GIVEN DATA -
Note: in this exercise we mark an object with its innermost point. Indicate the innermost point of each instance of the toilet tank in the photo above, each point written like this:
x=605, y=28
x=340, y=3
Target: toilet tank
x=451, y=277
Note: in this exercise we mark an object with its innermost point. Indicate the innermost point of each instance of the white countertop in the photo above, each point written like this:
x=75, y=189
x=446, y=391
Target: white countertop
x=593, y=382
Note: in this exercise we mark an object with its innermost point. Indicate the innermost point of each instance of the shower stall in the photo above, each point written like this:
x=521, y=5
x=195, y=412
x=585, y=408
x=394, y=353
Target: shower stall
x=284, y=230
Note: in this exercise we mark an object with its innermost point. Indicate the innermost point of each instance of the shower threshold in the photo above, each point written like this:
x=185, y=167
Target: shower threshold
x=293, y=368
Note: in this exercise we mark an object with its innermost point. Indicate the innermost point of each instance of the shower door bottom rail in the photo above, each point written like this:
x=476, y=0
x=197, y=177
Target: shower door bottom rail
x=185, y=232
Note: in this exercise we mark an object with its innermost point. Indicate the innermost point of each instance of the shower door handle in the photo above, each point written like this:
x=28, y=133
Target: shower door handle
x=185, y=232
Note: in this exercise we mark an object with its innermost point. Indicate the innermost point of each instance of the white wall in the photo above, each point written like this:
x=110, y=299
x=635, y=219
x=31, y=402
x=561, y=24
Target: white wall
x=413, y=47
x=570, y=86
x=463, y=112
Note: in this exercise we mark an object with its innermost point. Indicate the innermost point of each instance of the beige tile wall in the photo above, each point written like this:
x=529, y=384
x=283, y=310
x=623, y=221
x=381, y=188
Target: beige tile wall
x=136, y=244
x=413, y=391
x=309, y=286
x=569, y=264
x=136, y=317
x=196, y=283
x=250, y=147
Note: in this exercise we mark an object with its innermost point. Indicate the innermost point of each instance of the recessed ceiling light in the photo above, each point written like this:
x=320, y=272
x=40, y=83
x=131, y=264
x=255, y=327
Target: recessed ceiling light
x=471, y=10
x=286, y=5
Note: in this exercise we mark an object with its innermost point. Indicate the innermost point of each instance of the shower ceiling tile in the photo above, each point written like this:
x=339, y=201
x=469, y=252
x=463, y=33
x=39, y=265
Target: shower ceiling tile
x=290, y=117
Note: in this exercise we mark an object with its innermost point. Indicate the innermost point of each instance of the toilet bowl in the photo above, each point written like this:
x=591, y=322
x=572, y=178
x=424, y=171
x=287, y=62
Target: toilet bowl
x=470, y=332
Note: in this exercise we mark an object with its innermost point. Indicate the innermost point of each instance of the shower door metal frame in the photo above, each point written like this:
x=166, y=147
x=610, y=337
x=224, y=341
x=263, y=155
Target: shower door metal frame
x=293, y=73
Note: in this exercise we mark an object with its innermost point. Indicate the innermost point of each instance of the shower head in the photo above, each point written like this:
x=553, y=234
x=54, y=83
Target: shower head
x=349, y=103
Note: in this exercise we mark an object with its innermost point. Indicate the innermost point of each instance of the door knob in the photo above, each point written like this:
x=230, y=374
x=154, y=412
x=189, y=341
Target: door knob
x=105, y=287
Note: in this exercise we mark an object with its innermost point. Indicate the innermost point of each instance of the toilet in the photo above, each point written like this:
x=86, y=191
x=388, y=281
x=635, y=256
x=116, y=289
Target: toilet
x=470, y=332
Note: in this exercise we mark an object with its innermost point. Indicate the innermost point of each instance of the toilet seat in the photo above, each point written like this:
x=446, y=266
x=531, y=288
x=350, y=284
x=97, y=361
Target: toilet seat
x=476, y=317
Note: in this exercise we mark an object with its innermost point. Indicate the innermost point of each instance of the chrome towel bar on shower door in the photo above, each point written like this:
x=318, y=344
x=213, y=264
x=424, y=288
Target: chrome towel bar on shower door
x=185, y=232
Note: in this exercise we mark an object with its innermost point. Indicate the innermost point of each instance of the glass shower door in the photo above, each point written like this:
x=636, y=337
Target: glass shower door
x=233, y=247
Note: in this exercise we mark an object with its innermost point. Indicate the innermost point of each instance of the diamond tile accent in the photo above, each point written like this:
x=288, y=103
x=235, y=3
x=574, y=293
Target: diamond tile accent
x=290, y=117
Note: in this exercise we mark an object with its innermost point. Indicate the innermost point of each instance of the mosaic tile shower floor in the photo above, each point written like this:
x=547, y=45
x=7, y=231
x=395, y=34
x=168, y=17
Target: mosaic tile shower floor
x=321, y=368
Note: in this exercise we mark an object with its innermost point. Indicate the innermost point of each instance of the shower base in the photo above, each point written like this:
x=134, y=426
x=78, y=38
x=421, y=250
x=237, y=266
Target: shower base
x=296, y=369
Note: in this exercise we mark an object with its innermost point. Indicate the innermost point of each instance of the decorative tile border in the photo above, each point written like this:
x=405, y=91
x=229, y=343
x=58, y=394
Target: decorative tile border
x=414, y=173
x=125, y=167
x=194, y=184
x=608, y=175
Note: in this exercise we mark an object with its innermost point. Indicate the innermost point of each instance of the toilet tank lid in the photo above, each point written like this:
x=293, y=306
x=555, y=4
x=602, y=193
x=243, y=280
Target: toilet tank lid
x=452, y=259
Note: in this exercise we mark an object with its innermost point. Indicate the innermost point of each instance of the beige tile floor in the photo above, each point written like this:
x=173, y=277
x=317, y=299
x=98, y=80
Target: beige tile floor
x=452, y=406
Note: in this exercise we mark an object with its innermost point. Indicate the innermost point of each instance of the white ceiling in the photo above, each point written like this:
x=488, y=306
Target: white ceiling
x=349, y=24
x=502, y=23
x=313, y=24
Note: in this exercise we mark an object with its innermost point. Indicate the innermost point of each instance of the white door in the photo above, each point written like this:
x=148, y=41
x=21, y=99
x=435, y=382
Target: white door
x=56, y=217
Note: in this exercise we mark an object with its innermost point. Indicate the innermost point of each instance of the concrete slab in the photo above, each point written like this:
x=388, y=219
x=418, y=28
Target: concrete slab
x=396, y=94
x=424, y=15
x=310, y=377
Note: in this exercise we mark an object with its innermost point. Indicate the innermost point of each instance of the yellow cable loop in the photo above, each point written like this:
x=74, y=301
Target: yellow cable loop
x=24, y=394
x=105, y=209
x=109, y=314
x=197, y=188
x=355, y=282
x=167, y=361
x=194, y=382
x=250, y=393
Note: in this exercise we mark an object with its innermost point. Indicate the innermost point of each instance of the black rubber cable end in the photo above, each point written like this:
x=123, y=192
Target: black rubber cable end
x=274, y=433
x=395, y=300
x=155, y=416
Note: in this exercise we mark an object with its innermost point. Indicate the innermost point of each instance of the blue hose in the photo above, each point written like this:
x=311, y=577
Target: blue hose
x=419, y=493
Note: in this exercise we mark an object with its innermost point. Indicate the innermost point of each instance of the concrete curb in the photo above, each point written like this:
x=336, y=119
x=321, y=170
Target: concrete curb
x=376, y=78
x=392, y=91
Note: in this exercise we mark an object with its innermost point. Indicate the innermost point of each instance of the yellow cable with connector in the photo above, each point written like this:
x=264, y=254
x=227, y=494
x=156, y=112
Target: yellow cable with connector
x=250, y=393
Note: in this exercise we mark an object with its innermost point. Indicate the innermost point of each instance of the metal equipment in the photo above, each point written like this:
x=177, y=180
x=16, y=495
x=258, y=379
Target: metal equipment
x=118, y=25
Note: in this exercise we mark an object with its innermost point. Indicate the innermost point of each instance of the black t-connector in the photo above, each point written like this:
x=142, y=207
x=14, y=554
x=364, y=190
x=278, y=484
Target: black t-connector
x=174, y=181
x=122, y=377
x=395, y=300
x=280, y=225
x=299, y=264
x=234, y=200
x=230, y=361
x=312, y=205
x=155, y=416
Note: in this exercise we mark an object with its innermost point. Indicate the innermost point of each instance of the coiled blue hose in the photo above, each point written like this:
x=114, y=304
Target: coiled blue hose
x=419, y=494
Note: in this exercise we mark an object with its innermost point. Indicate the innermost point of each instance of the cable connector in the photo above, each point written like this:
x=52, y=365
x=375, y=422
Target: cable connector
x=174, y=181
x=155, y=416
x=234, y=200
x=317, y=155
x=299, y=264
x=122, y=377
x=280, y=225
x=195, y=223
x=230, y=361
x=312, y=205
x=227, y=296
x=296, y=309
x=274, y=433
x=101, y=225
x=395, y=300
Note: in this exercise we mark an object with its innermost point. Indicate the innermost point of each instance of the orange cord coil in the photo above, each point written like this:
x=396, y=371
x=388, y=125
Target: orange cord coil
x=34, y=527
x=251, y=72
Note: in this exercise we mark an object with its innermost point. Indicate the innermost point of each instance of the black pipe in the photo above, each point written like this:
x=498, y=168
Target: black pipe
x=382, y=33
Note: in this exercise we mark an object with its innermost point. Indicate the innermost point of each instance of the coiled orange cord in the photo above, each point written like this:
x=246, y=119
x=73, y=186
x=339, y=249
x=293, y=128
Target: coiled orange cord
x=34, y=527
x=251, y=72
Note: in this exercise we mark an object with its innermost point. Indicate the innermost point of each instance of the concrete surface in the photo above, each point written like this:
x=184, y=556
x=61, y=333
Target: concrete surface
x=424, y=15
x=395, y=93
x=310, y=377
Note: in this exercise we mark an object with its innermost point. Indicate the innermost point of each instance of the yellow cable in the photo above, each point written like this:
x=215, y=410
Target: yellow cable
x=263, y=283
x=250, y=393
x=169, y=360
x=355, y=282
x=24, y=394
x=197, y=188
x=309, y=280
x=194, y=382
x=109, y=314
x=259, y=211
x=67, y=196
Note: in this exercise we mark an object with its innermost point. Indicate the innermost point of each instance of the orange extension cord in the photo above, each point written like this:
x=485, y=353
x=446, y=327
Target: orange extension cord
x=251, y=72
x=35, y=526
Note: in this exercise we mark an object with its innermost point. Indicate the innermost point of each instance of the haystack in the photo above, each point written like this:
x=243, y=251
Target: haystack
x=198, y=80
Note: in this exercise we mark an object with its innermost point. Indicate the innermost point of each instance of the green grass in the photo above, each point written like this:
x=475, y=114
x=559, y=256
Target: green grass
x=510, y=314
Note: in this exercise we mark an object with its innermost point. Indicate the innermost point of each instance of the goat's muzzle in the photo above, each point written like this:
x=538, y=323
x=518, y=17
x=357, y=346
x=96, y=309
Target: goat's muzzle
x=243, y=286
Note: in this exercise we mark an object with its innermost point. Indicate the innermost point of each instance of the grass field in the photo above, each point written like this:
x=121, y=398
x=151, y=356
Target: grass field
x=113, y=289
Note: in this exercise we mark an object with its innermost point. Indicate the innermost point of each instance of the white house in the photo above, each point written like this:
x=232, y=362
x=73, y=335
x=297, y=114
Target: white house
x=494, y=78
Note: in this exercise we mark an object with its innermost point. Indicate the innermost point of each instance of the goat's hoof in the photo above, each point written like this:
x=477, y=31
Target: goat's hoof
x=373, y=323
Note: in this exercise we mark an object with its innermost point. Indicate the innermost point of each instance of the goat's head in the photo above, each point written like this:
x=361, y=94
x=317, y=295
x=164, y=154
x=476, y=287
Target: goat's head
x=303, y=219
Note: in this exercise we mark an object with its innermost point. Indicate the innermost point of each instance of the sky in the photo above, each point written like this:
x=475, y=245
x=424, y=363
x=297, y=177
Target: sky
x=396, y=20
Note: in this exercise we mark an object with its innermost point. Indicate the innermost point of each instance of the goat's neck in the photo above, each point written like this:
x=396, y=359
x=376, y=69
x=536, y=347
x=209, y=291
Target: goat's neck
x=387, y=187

WHAT YOU WILL DO - From the listing above, repeat exactly the lines starting at the line that includes "x=394, y=353" and ending at the line that includes "x=185, y=167", with nothing outside that span.

OUTPUT FOR THIS TASK -
x=394, y=353
Target: shower stall
x=284, y=230
Note: in this exercise we mark an object with its innermost point. Indicate the innermost point of each instance of the shower threshold in the photo above, each point written like this:
x=185, y=167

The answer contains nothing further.